__Stated task__
Give back, unchanged, each line from the one containing "sesame seed, writing" through the last line of the entries below.

__Data listing__
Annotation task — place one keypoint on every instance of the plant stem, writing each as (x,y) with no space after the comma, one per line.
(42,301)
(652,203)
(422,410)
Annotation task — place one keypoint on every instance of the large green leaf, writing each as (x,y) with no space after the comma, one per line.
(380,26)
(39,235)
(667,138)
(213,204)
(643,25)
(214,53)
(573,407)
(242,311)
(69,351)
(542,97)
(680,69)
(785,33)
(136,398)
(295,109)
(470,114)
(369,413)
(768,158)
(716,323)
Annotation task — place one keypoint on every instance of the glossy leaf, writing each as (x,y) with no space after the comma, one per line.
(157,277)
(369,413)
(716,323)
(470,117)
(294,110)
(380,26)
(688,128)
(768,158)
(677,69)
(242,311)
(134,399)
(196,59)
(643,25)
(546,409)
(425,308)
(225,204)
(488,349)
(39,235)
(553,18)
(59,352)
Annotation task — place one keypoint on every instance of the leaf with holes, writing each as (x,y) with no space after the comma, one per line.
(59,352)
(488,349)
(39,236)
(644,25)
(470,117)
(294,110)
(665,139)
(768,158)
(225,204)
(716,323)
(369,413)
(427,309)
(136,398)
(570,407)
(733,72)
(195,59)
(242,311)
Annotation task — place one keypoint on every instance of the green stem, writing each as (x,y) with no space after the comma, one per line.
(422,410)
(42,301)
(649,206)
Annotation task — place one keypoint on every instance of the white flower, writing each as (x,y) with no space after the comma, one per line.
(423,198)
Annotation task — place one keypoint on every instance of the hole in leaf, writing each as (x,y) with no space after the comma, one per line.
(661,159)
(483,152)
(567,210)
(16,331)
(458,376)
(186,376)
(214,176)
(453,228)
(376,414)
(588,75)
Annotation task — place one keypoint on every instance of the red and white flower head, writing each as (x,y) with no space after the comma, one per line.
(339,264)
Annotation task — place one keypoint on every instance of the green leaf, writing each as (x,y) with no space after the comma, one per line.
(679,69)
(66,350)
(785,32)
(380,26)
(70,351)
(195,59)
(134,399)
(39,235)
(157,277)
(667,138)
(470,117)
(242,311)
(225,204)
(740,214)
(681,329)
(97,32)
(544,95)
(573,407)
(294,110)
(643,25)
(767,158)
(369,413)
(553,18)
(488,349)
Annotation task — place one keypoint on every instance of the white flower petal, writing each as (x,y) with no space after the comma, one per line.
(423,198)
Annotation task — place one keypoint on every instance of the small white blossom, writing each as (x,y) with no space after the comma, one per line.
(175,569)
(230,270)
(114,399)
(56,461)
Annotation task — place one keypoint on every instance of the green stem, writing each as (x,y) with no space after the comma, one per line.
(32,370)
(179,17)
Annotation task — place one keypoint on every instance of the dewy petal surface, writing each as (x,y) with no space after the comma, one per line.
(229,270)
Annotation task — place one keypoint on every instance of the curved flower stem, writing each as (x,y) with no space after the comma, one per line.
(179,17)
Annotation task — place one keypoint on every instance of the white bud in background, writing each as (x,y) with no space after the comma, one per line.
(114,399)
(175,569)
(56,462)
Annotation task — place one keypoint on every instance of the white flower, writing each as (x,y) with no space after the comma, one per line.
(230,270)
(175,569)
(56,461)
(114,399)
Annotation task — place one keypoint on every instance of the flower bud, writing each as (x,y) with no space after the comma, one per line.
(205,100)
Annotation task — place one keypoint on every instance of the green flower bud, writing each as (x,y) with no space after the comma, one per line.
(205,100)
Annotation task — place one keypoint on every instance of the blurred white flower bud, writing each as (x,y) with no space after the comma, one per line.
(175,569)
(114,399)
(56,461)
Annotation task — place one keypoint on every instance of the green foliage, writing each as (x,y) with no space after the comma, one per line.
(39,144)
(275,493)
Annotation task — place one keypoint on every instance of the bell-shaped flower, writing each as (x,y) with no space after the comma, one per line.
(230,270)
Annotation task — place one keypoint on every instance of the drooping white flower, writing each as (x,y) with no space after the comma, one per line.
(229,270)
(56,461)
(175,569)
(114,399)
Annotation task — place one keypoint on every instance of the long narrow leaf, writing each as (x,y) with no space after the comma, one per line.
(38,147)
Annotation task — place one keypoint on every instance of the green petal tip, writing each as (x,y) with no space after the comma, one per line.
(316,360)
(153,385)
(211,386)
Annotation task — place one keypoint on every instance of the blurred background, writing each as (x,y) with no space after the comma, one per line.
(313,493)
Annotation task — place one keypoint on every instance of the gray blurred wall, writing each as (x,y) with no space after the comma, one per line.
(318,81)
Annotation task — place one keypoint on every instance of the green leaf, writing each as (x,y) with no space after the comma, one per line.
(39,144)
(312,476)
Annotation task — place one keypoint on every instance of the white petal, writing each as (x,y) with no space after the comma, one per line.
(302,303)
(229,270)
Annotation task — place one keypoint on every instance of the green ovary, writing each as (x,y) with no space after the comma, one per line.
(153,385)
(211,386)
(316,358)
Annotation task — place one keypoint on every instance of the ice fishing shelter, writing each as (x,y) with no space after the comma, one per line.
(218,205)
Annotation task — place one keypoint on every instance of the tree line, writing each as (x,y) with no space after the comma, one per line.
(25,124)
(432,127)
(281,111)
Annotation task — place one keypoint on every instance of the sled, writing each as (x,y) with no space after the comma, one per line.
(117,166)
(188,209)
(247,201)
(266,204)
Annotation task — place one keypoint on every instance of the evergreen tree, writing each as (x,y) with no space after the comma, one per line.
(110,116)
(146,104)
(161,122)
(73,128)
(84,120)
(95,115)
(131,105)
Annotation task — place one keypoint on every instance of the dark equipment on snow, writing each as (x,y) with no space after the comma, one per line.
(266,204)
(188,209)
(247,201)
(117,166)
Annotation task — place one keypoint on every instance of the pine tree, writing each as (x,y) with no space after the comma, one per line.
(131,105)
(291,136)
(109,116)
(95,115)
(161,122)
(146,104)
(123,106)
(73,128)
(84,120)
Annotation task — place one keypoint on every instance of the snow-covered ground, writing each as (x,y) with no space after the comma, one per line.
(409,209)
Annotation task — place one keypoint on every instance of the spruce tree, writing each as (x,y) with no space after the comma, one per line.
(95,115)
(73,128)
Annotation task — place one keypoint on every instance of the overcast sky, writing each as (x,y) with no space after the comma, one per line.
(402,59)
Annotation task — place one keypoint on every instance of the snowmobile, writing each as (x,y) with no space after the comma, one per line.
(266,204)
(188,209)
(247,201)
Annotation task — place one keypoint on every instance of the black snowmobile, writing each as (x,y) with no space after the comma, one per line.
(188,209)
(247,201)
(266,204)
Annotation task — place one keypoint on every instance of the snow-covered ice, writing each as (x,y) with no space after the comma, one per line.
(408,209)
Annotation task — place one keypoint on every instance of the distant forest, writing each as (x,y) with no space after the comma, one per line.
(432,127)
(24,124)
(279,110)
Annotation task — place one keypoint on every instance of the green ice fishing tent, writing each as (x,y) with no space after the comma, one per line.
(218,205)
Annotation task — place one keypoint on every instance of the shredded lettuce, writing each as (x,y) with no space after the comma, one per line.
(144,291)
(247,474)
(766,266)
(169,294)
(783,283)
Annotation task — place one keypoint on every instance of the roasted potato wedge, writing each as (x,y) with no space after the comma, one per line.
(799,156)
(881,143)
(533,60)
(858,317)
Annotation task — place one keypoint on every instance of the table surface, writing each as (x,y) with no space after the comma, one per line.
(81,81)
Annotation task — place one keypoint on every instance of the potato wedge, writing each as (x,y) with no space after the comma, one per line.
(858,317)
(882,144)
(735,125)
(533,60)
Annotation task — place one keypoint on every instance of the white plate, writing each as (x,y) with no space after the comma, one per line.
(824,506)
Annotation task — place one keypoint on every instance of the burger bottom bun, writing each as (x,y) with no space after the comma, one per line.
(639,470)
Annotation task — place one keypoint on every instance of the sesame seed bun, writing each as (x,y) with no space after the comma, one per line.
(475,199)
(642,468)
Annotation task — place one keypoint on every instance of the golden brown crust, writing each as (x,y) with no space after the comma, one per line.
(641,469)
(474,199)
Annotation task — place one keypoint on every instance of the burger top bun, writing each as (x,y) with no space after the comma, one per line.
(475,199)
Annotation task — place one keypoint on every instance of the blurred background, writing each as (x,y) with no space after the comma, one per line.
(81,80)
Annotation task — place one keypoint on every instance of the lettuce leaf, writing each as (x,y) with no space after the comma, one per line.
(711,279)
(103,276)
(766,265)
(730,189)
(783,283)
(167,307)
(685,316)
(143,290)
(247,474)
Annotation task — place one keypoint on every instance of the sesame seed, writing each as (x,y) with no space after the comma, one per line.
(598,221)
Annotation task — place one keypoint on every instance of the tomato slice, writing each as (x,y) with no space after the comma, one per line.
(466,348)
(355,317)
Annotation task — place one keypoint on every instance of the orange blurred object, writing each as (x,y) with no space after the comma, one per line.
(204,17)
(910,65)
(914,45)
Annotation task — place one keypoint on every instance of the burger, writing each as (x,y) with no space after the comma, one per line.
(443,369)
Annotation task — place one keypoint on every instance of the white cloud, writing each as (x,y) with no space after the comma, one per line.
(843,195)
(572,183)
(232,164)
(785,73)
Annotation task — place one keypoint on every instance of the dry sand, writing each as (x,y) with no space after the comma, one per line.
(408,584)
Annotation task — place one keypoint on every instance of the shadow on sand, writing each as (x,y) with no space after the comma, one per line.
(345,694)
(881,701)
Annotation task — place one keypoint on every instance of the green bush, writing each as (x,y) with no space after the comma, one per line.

__Solution to this task__
Annotation task — place one keypoint on every instance of the sesame seed, writing each as (x,y) with no space after the comma, one per line.
(598,221)
Annotation task — place one keypoint on every instance of the tomato slice, writing each as (x,y) with no space after the comma, one per line.
(466,348)
(355,317)
Annotation task — place one keypoint on every instance of the orange blurred object, writing each as (x,y) with no space after the comma, one per line.
(204,17)
(910,65)
(914,45)
Annotation task — place one keypoint on every instance of the burger, writing each as (x,y) with no space after the comma, one per line.
(443,369)
Annotation task — place one keypoint on every instance of the white cloud, writing each as (x,y) with no space after the comma, one per line.
(843,195)
(572,183)
(232,164)
(785,73)
Annotation task — place one keypoint on every instance of the dry sand, writing each as (x,y) with no space after the comma, one per line.
(408,584)
Annotation task — place one keypoint on every instance of the shadow on sand, writing each as (x,y) with no space after the comma, one per line.
(345,694)
(881,701)
Annotation task — place one keypoint on every instance of the green bush, writing each as (x,y) with no space after the comma, one per line.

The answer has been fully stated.